Dataset excerpts →

————————

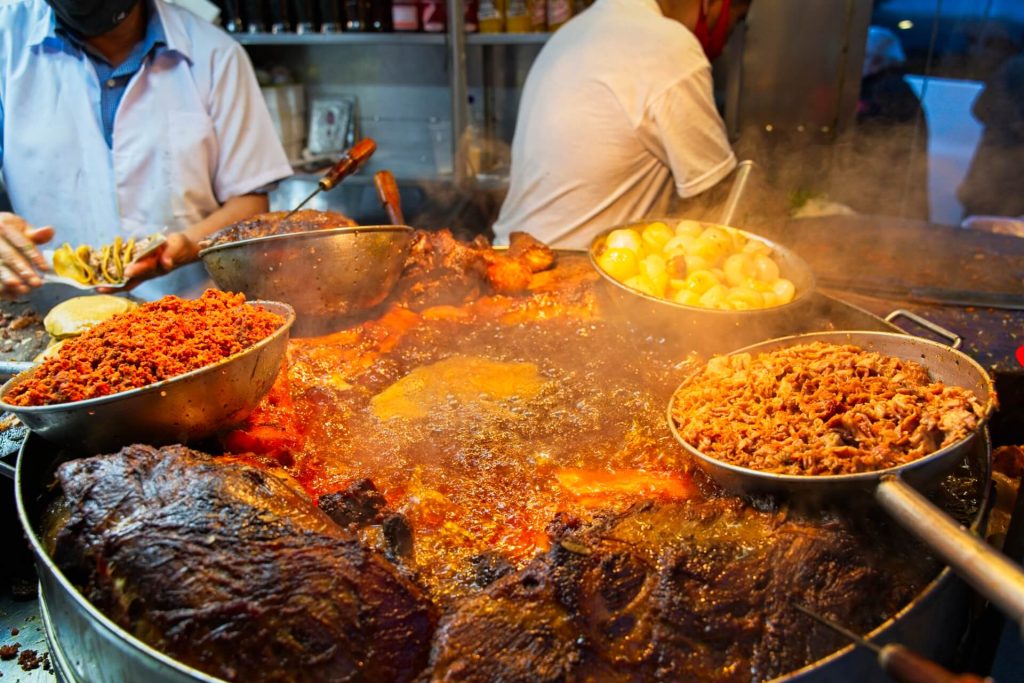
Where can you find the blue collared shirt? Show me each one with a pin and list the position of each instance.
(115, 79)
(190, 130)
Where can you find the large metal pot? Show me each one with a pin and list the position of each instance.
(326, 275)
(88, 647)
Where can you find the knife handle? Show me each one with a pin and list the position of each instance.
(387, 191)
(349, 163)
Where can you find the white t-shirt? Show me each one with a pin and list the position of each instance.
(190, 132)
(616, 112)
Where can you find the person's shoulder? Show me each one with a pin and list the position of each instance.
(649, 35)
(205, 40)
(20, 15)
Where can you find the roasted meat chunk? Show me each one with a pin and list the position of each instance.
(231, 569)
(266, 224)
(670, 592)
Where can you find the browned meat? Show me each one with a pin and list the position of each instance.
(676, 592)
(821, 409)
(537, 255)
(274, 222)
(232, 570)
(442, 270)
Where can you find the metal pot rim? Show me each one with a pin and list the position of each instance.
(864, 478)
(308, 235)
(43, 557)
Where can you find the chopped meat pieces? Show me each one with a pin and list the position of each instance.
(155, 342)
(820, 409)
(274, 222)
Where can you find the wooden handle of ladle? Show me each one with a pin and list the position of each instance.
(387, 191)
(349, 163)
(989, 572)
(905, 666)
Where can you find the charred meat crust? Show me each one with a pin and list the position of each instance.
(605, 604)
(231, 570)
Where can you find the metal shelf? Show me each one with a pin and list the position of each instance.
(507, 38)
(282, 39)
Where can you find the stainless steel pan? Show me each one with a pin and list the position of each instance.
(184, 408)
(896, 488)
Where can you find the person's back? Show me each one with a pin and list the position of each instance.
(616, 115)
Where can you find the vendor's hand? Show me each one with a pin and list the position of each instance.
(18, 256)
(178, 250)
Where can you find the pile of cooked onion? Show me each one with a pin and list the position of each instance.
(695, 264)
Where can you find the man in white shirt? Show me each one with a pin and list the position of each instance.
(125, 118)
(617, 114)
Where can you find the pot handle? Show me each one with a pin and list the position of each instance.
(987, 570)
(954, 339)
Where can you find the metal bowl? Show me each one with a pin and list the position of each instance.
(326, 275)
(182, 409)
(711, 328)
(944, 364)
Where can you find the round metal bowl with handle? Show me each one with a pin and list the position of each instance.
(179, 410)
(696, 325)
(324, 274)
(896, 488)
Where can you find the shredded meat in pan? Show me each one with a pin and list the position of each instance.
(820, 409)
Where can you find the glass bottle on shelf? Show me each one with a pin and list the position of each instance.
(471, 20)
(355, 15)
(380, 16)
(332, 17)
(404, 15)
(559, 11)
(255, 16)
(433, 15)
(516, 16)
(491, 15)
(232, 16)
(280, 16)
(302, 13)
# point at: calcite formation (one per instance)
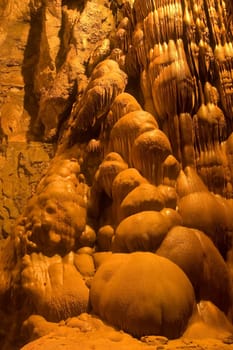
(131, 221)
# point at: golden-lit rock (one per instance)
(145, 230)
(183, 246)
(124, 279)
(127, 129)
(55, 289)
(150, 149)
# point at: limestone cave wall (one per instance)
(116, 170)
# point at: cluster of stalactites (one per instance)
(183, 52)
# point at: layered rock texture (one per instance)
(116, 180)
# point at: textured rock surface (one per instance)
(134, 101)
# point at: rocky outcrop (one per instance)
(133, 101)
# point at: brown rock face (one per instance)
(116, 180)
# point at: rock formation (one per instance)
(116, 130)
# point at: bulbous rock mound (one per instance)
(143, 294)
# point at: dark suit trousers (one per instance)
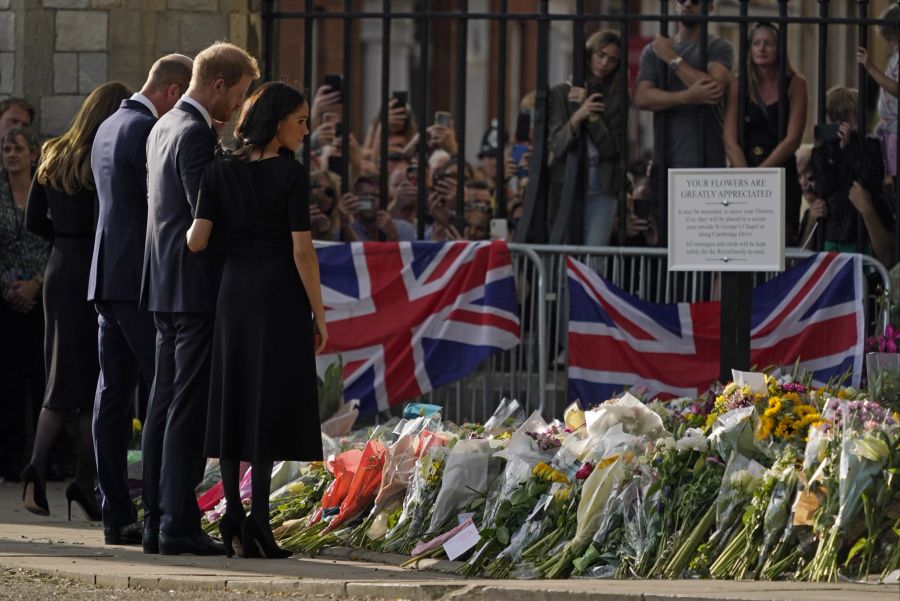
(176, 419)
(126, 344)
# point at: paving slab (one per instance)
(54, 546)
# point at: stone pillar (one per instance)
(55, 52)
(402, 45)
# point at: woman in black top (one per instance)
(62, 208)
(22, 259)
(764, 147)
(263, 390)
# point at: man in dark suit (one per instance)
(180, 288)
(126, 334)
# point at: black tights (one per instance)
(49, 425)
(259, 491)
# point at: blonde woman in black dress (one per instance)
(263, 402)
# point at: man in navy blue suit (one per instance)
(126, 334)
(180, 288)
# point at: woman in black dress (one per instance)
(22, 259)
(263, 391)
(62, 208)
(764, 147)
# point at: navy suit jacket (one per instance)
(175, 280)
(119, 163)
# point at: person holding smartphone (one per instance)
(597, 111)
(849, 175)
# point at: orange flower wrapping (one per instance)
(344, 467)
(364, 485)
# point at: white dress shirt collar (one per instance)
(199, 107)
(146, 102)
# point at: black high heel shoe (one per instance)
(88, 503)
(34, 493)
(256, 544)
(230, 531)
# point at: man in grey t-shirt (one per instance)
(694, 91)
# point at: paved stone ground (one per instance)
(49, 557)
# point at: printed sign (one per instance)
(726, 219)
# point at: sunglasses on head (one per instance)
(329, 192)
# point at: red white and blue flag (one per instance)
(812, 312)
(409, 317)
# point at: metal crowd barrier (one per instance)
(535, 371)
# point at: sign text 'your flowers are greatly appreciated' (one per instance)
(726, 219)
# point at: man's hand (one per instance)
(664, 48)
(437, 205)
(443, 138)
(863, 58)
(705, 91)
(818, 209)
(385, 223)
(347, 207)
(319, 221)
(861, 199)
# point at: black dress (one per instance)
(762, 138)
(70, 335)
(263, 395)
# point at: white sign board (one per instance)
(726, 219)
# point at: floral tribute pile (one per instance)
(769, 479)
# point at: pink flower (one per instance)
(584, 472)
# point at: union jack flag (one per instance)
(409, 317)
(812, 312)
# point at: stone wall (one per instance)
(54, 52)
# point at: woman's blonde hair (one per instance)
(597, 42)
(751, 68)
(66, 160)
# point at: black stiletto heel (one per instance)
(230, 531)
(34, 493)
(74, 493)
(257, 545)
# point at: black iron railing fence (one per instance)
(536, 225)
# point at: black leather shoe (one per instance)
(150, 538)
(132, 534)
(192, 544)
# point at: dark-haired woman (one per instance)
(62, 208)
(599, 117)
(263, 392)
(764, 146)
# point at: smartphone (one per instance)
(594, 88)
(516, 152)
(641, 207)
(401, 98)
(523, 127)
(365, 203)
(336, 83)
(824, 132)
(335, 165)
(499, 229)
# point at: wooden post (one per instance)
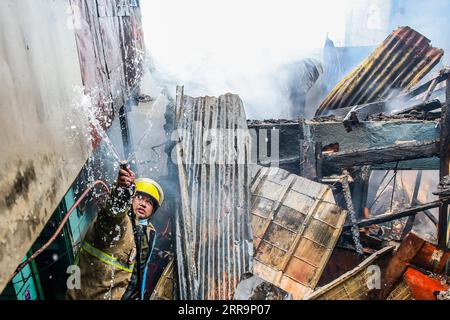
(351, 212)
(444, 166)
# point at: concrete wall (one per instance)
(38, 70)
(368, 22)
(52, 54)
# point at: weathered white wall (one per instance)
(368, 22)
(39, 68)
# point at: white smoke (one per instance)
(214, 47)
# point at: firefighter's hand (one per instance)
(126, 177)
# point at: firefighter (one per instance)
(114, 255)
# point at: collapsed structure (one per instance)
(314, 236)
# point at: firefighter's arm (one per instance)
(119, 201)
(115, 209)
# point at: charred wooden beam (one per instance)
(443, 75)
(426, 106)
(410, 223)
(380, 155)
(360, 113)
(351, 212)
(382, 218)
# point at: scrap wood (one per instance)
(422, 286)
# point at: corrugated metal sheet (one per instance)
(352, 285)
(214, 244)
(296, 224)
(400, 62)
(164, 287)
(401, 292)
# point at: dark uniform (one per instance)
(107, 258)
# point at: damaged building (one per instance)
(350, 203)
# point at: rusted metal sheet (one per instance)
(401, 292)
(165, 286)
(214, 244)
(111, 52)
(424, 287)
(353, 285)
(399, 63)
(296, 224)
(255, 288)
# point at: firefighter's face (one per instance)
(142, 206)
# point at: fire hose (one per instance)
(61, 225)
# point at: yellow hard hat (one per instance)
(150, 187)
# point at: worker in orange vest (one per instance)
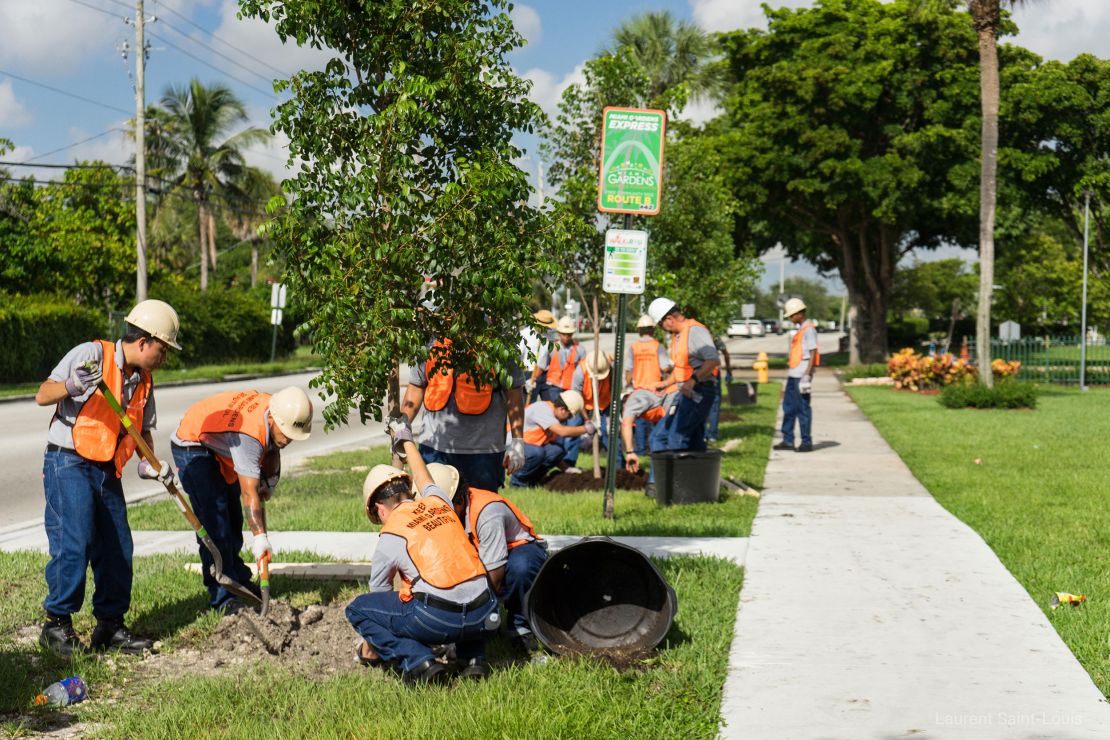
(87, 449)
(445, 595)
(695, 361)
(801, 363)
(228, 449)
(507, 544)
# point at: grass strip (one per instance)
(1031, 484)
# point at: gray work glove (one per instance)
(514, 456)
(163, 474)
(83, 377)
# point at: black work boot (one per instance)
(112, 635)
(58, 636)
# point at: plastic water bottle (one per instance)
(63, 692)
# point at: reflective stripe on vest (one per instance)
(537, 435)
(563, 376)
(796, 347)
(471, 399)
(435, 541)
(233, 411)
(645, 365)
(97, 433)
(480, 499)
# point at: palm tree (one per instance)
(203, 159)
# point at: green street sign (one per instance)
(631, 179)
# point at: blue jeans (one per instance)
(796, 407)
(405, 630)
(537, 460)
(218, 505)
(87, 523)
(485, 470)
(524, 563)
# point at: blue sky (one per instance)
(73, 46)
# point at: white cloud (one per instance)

————————

What this task involves →
Output exactly the lines from the one that has "# point at: yellow" through the end of the data. Do not include pictures.

Result of this exercise →
# point at: yellow hard hat (one per instance)
(150, 187)
# point at: worker in orange vest (one per instance)
(87, 449)
(445, 595)
(695, 361)
(801, 363)
(228, 449)
(507, 544)
# point at: grass strip (one per instance)
(1031, 484)
# point at: gray work glove (one per instance)
(514, 456)
(163, 474)
(83, 377)
# point at: black work boot (one per instance)
(112, 635)
(58, 636)
# point at: plastic water bottle (one per instance)
(63, 692)
# point at: reflective stripe on vest (one per instance)
(537, 435)
(563, 376)
(796, 347)
(471, 399)
(435, 541)
(233, 411)
(645, 365)
(97, 433)
(480, 499)
# point at: palm tree (one per instance)
(203, 159)
# point at: green street sign (one per instance)
(631, 179)
# point at: blue jeans (one per instance)
(796, 407)
(405, 630)
(537, 460)
(218, 505)
(87, 523)
(485, 470)
(524, 563)
# point at: blue sky (one per instance)
(73, 46)
# point at: white cloud (one per instance)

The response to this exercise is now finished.